* _About this exercise_:
Each entry has to be copied exactly, with nothing missed.
*** Opening Supplied information ***
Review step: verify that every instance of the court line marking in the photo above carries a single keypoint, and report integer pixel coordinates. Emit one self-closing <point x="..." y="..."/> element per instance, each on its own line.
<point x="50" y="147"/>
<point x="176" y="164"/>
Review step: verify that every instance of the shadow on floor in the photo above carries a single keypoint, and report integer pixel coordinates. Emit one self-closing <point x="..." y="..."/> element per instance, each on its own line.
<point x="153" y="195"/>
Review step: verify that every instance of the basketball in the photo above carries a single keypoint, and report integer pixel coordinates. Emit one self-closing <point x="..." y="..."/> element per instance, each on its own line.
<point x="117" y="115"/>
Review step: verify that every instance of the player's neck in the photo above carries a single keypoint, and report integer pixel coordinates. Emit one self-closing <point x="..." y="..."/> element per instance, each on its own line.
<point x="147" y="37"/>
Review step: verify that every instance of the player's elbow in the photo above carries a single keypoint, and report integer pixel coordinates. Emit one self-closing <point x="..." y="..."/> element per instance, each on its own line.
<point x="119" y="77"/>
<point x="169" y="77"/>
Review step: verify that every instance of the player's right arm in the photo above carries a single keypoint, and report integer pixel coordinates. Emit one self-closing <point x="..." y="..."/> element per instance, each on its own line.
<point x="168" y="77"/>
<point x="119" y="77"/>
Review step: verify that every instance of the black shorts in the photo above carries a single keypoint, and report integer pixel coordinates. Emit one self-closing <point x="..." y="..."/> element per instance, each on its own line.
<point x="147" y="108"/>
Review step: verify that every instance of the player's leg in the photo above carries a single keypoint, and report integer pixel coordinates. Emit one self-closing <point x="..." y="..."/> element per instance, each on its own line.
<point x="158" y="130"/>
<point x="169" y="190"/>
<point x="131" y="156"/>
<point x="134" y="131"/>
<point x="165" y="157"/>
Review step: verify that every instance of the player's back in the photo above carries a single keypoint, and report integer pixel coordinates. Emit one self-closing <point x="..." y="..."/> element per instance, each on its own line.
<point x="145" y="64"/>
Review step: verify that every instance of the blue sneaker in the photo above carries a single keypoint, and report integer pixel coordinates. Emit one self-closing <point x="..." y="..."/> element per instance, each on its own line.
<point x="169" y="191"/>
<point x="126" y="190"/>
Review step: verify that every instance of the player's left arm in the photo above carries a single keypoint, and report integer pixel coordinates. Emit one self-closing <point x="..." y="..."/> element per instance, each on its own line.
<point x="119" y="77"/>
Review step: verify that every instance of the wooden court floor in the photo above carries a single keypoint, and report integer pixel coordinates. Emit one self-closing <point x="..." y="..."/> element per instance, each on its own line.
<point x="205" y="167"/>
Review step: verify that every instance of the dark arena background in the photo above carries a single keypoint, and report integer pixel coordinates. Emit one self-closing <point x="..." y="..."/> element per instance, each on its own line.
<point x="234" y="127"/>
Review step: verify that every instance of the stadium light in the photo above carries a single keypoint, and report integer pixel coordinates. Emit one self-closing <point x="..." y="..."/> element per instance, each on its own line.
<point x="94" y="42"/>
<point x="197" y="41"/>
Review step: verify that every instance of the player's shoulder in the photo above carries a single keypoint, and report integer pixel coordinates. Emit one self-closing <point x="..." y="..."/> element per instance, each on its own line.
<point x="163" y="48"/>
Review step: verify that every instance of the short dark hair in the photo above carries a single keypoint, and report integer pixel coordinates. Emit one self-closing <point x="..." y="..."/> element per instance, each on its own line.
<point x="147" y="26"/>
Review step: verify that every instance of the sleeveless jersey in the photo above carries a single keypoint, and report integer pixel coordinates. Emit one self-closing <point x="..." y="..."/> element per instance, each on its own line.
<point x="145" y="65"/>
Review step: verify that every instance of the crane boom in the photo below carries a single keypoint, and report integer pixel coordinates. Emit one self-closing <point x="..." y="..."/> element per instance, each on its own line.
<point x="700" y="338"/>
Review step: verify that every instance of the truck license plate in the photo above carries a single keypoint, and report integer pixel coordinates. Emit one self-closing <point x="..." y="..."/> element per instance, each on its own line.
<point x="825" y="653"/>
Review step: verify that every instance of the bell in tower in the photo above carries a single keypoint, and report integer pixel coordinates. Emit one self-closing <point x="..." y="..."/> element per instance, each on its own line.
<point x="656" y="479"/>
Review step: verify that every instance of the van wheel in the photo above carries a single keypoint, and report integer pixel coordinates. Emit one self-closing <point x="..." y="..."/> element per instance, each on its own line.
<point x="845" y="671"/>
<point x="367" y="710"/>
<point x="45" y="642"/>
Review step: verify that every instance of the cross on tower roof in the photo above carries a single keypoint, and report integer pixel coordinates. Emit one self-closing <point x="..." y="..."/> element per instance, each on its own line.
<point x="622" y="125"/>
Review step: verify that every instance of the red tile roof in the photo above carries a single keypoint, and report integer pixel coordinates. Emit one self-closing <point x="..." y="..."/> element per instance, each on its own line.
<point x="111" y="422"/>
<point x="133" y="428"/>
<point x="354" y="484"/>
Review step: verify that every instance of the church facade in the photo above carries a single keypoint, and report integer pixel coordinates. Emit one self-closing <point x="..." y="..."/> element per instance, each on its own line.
*** Closing Supplied information ***
* _Exercise response_:
Review step: verify that every instance of the court line marking in the photo above carries a single keypoint, and report integer pixel coordinates. Emit one self-closing <point x="..." y="..."/> element per instance, each on its own line.
<point x="50" y="147"/>
<point x="176" y="164"/>
Review step: verify that every instance of the shadow on floor in the photo above carries a single keypoint, and report integer pixel coordinates. Emit one self-closing <point x="..." y="..."/> element per instance, each on its own line.
<point x="153" y="195"/>
Review step: verify that every instance of the basketball in the photo above carries a single keypoint, and report integer pixel coordinates. Emit one self-closing <point x="..." y="..."/> element per instance, each on its own line.
<point x="117" y="115"/>
Review step: verify that every instance of the player's neck in the photo above carries a single keypoint, and report integer pixel coordinates. Emit one self-closing <point x="..." y="..."/> element per instance, each on its own line.
<point x="147" y="37"/>
Review step: verify that every instance of the player's elbow in the photo above carries a single keypoint, and report integer pixel coordinates. Emit one self-closing <point x="..." y="..."/> element per instance, each on its own line.
<point x="119" y="77"/>
<point x="169" y="77"/>
Review step: verify that every instance of the player's right arm in the photo above carries a single keypoint, and report integer pixel coordinates. Emit one self-closing <point x="..." y="..."/> element per instance, each on its own line.
<point x="168" y="77"/>
<point x="119" y="77"/>
Review step: verify that every instance of the black shorts in the photo above carries a single keypoint, and report integer pixel coordinates. Emit one self-closing <point x="..." y="..."/> element per instance, each on its own line.
<point x="147" y="108"/>
Review step: verify that every instance of the player's leg in the photo above carries a single keypoint, and report integer pixel coordinates. Emit one self-closing <point x="..." y="..."/> element per instance, each on its own line.
<point x="158" y="130"/>
<point x="169" y="190"/>
<point x="131" y="156"/>
<point x="134" y="131"/>
<point x="165" y="157"/>
Review step: verify that every instance of the player's back in the photo above carries a single keypoint, and report integer pixel coordinates. Emit one self-closing <point x="..." y="..."/> element per instance, each on its own line.
<point x="145" y="64"/>
Review step: verify that every instance of the blue sneaker in the photo above carries a single keypoint, and report integer pixel coordinates. Emit one self-closing <point x="..." y="..."/> element per instance, each on its own line.
<point x="169" y="191"/>
<point x="126" y="190"/>
Review step: verify that every instance of the player's left arm in the photo above carries a single keypoint, and report integer pixel coordinates. Emit one self-closing <point x="..." y="..."/> element per instance, each on its own line.
<point x="119" y="77"/>
Review step: verify that every instance of the wooden court floor in the photo above carries a single keypoint, and report integer pixel coordinates. Emit one self-closing <point x="..." y="..."/> element per instance, each on its own line.
<point x="205" y="167"/>
Review step: verify that every instance of the dark arena background in the photo above carries a single keypoint, and report integer pixel coordinates. Emit one self-closing <point x="..." y="..."/> element per instance, each on its own line.
<point x="234" y="127"/>
Review step: verify that every instance of the stadium light in the photo above carries a single keypoint, and report integer pixel coordinates. Emit one self-closing <point x="..." y="..."/> element per instance, each on its own line.
<point x="94" y="42"/>
<point x="197" y="41"/>
Review step: verify that every instance of the player's shoulder in the photo above carries a single keypoint, and report integer pixel coordinates. Emit one self-closing <point x="..." y="..."/> element per instance, each on its own line.
<point x="163" y="48"/>
Review step: verify that every instance of the short dark hair in the photo above carries a single keypoint, and report integer pixel coordinates. Emit one self-closing <point x="..." y="..."/> element per instance, each on its own line.
<point x="147" y="26"/>
Review step: verify that every instance of the sleeveless jersey in the photo above carries a single keypoint, and report integer pixel coordinates. Emit one self-closing <point x="..." y="..."/> element per instance, each on its own line.
<point x="145" y="65"/>
Review step: verify that every instance of the crane boom in the photo below carries a single keypoint, and report integer pixel coordinates. Emit one self-closing <point x="..." y="..."/> element per instance, each on its own line.
<point x="700" y="338"/>
Review step: verify that every instance of the truck license plate in the photo above carries a single keypoint, and report integer pixel coordinates. Emit one self-closing <point x="..." y="..."/> element per instance, each on its own line.
<point x="825" y="653"/>
Review step: verify that every instance of the bell in tower in the photo above carries a single keypoint, and report integer pixel coordinates. Emit one self-closing <point x="..." y="..."/> element per instance, each on its own line.
<point x="656" y="479"/>
Review step: verify that every instance of the van wheel in the photo above carries a single keypoint, and report integer pixel coordinates. Emit one self-closing <point x="..." y="..."/> element per instance, each on its own line.
<point x="845" y="671"/>
<point x="367" y="710"/>
<point x="45" y="642"/>
Review step: verify that every instance of the cross on tower roof in the photo above carries a single keypoint, and report integer pixel coordinates. Emit one self-closing <point x="..." y="..."/> element per instance, each on its own line.
<point x="622" y="125"/>
Review step: verify that every instance of the red tile roof in the photo above carries a single keypoint, and report integer pixel coordinates. Emit one self-closing <point x="..." y="..."/> element per instance, each on its own line.
<point x="111" y="422"/>
<point x="133" y="428"/>
<point x="354" y="484"/>
Review step: verify that every instance of the church facade in the photo above carries a single keypoint, and report integer pixel coordinates. Emit one self-closing <point x="..." y="..."/> element per instance, each on its own line.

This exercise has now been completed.